It has been pointed out that these arguments continue in the government and Congress owing to the lack of true China experts among government brains responsible for the formulation of policy toward China.
All of the people at the core of the Trump administration who planned and formulated a policy toward China were anti-Chinese. The same goes for the Biden administration.
As U.S. policy management has become more politicized than before, China experts must be anti-Chinese in the first place to get a government job.
With this in mind, young scholars of international politics wishing to work for the government tend to publish academic papers from an anti-Chinese perspective.
Because such individuals are watched out by Beijing, it is difficult for them to build connections with key persons of the Chinese government.
It is not surprising that government officials of any country would not be willing to openly exchange views with experts who harbor hostility toward their country.
Against this backdrop, there are no information channels within the Biden administration which help it to understand what Beijing is really thinking.
Even the high-level communication channels between Chinese Vice Premier Liu He and the former U.S. Treasury Secretary Mnuchin and the former U.S. Trade Representative Lighthizer that functioned during the Trump administration remain disconnected.
Consequently, having no way to verify the scenarios it hypothesizes and speculates about, the Biden administration cannot revise its assumptions about China.
This structural flaw of the administration is a serious problem.
As a result, it continues to plan and formulate a policy toward China based on the exaggerated China threat opinion.
Furthermore, China’s hawkish stance toward the U.S., as witnessed by its Wolf Warrior Diplomacy, has enhanced the sense of caution on the part of the U.S., and is being used by the U.S. to justify the China threat opinion.
Concerned about the escalating U.S.-China conflict mentioned above, several China experts in the U.S. who call on the government to avoid a war with China told me that they were expecting Japan to play an active role.
In order to mitigate the conflict between the two countries, it is important not to implement foreign and security policy based on a zero-sum relationship, but to take an economic approach based on a win-win relationship.

(Collection entries)

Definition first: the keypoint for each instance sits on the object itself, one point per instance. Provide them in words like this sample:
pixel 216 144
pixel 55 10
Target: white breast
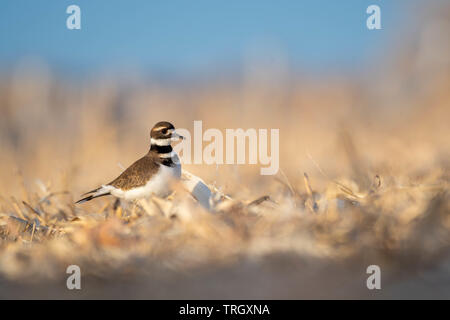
pixel 158 185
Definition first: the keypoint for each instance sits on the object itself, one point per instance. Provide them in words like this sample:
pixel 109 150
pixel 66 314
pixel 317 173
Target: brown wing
pixel 137 174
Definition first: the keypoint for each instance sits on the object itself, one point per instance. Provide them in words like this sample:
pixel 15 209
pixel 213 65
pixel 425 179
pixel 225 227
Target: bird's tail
pixel 95 194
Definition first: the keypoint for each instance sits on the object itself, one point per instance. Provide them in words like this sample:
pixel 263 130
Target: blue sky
pixel 184 36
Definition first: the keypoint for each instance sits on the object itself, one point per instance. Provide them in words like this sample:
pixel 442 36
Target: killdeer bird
pixel 150 175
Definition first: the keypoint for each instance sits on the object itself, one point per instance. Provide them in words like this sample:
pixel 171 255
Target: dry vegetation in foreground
pixel 376 189
pixel 314 236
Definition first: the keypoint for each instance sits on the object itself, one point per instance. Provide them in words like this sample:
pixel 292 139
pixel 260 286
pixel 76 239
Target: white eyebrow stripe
pixel 161 142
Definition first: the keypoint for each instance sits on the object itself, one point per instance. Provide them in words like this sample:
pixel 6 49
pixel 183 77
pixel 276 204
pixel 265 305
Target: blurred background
pixel 350 102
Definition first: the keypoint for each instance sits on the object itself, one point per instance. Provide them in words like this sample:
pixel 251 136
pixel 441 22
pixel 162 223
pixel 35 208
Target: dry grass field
pixel 364 179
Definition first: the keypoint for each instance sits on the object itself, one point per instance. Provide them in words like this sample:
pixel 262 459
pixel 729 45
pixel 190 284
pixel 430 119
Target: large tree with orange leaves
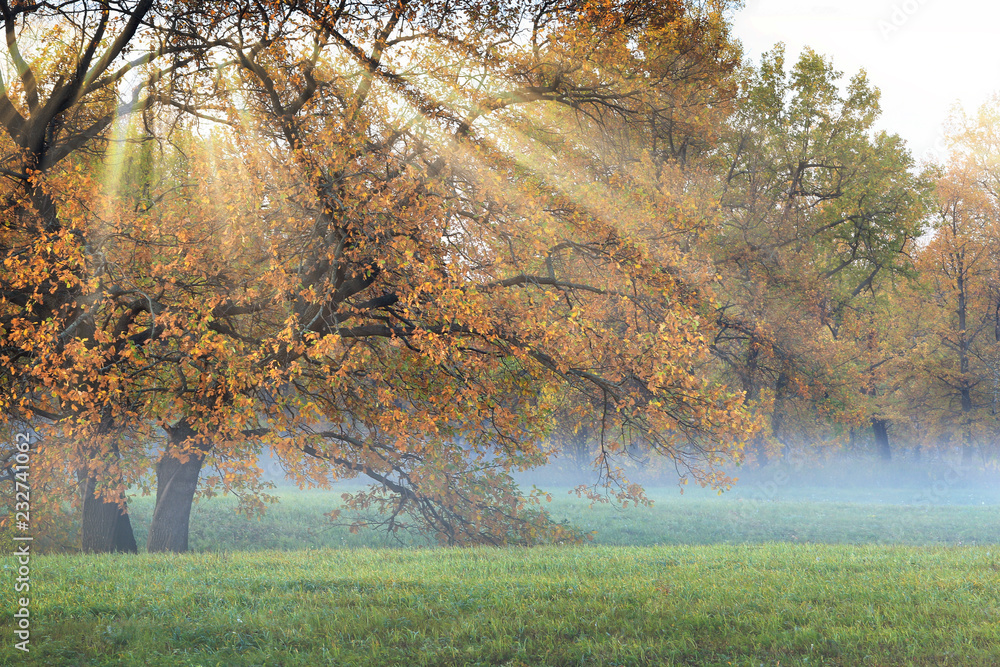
pixel 386 239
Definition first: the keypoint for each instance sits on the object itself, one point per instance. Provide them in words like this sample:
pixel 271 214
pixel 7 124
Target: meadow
pixel 820 576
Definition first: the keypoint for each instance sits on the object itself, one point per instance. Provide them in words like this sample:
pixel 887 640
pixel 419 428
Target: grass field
pixel 705 605
pixel 697 517
pixel 808 578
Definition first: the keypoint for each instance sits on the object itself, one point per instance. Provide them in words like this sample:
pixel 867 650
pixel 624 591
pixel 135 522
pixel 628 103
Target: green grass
pixel 696 579
pixel 697 517
pixel 704 605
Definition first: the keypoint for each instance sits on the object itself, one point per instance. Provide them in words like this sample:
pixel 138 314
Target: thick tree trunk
pixel 105 527
pixel 880 427
pixel 176 483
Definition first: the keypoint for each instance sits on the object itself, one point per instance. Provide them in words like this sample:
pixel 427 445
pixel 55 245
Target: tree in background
pixel 820 212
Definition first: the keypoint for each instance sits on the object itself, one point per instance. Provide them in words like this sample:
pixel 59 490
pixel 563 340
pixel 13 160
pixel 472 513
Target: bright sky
pixel 924 55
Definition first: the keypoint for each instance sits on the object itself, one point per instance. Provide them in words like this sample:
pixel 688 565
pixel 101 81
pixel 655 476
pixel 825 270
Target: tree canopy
pixel 433 244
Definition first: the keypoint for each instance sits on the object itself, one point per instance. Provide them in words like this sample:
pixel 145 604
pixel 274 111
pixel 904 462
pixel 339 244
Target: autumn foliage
pixel 433 244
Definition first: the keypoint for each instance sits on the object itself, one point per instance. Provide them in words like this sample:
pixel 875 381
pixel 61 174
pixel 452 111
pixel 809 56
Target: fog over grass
pixel 848 500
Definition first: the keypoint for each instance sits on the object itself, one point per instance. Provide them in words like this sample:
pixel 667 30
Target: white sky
pixel 924 55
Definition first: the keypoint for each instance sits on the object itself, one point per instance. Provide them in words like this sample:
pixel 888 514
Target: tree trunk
pixel 105 527
pixel 880 427
pixel 176 483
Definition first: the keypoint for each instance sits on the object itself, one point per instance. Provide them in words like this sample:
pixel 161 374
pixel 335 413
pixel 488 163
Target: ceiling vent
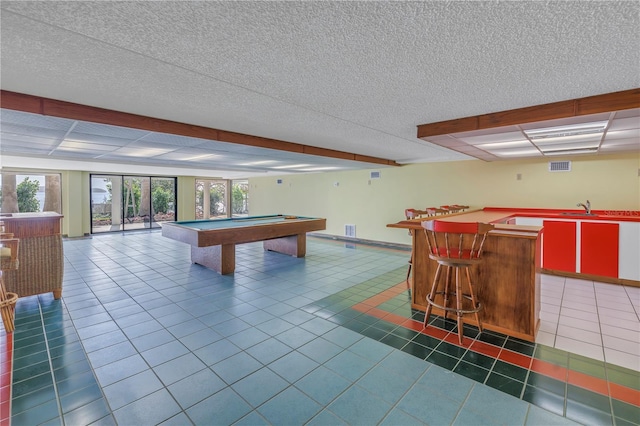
pixel 559 166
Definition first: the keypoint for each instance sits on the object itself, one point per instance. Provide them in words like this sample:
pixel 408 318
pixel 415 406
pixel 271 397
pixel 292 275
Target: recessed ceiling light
pixel 569 130
pixel 572 151
pixel 292 166
pixel 507 153
pixel 512 144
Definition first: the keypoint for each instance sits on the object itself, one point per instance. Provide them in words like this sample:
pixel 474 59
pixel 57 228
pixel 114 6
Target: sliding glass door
pixel 121 203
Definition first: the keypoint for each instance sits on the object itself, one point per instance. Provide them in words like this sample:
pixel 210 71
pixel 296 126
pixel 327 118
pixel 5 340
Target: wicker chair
pixel 8 262
pixel 38 273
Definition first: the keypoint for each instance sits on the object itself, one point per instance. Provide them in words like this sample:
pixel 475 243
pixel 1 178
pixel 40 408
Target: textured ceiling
pixel 349 76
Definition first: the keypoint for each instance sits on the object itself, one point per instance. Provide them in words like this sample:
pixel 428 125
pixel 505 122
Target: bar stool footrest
pixel 449 309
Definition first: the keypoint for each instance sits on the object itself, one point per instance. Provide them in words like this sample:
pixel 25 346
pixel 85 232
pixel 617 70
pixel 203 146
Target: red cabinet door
pixel 599 248
pixel 559 245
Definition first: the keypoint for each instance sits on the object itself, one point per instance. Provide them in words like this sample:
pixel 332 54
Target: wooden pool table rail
pixel 215 248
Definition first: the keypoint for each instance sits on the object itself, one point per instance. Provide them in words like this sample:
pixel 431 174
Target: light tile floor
pixel 597 320
pixel 141 336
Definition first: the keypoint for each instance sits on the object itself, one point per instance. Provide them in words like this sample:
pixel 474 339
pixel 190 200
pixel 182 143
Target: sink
pixel 578 214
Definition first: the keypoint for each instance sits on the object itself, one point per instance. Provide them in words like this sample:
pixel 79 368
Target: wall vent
pixel 350 231
pixel 559 166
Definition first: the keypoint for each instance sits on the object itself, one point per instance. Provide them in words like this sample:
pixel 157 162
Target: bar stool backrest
pixel 456 242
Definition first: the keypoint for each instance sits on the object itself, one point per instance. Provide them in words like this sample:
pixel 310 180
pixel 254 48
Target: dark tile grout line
pixel 459 360
pixel 529 370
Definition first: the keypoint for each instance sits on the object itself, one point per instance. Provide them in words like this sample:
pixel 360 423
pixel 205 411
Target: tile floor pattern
pixel 141 336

■ PROBLEMS TO WORK ON ■
A. In the passage on U.S. policy toward China, which high-level communication channels that functioned during the Trump administration remain disconnected?
B. Extend the passage on U.S. policy toward China, picking up after its final sentence.

■ RESPONSES TO THE EXERCISE ■
A. The channels between Chinese Vice Premier Liu He and former U.S. Treasury Secretary Mnuchin and former U.S. Trade Representative Lighthizer.

B.
For example, a U.S. think tank, the Peterson Institute for International Economics (PIIE), reported that to fight current inflation, the U.S. should consider reducing import tariffs on Chinese products, as it would deliver a decline in U.S. consumer price index inflation of 1.3 percentage points.
Treasury Secretary Janet Yellen has endorsed the idea, as have many experts.
That being said, the general consensus is that the Biden administration will not reduce the tariffs in consideration of the anti-free trade sentiments of the electorate in the three states (Ohio, Michigan and Pennsylvania) that are critical to winning the midterm elections.
As long as this inward-looking diplomacy continues, it will be difficult to revive dialogue channels between the U.S. and China.
In light of this situation, China experts in the U.S. told me that they were expecting Japan to take a more active leadership role in Japan-Europe cooperation, especially middle power cooperation led by the three countries of Japan, Germany and France.
That is, he is expecting middle powers to work together to mitigate U.S.-China tensions.
A prominent China expert said that he hoped the Japanese government would advise the Biden administration to “do more, say less” (i.e., the U.S. should be more proactive in reaching out to China and refrain from making provocative statements against China).
There are growing expectations for the Japanese government to play a leadership role, as it is in a position to serve as an intermediary between the U.S. and China.